Directions. Pull out every line from the items below that contains the word "trunk".

Source records.
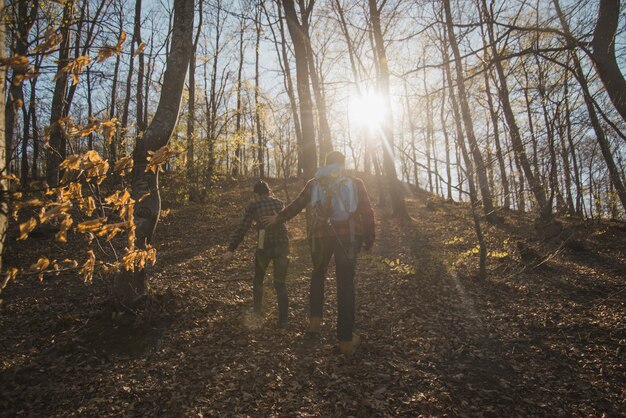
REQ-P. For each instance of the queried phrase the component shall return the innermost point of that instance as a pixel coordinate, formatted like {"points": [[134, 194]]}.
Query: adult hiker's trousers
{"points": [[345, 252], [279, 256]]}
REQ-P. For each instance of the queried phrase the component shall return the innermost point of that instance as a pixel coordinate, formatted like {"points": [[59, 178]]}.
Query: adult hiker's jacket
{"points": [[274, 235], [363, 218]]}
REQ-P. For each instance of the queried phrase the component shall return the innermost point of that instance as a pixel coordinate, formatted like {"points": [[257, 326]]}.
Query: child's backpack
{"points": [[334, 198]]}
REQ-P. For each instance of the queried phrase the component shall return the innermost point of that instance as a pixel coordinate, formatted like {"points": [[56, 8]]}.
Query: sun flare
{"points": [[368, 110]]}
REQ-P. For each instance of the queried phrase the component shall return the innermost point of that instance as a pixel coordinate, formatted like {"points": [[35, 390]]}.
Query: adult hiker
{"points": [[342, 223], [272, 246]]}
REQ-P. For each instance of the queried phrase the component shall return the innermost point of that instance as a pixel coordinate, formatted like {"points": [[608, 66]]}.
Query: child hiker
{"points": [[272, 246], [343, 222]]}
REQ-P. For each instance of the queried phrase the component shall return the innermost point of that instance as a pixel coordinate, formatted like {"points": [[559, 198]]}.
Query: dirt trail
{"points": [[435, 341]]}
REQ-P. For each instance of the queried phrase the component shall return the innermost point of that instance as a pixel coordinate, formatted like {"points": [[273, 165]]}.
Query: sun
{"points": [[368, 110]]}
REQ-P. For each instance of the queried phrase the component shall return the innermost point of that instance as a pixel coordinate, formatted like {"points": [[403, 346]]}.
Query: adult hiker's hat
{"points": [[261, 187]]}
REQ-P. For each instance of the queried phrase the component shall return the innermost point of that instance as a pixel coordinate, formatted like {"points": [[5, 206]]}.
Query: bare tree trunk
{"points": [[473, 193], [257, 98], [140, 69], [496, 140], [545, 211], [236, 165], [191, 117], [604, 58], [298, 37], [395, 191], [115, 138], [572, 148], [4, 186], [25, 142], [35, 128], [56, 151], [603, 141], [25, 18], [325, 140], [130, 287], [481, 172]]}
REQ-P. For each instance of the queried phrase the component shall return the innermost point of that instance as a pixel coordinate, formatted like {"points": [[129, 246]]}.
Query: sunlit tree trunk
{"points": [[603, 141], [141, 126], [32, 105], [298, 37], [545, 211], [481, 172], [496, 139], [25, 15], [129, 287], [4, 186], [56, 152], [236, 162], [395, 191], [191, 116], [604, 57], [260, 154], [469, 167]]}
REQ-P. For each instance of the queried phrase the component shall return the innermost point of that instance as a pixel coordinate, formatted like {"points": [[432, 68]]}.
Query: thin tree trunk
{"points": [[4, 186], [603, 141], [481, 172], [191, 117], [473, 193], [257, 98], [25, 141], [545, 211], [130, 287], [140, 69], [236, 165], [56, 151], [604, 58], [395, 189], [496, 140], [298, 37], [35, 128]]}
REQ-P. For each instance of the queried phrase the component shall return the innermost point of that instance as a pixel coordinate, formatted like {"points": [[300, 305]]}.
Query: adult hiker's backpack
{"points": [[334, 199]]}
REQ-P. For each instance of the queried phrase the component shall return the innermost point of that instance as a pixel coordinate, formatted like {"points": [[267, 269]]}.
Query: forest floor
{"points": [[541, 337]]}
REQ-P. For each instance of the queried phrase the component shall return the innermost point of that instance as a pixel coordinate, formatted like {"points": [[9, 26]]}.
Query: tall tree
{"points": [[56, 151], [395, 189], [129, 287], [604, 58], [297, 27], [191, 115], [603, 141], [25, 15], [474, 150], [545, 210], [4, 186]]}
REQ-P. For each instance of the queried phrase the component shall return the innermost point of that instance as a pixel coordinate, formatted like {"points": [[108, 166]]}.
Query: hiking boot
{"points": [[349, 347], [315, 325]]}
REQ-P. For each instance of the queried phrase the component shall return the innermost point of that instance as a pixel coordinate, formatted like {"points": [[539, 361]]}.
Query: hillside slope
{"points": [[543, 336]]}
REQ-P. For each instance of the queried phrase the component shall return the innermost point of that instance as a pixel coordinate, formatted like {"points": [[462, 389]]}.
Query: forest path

Completed exercise.
Query: bare tree trunk
Query: sunlit tree trunk
Query: thin tree trunk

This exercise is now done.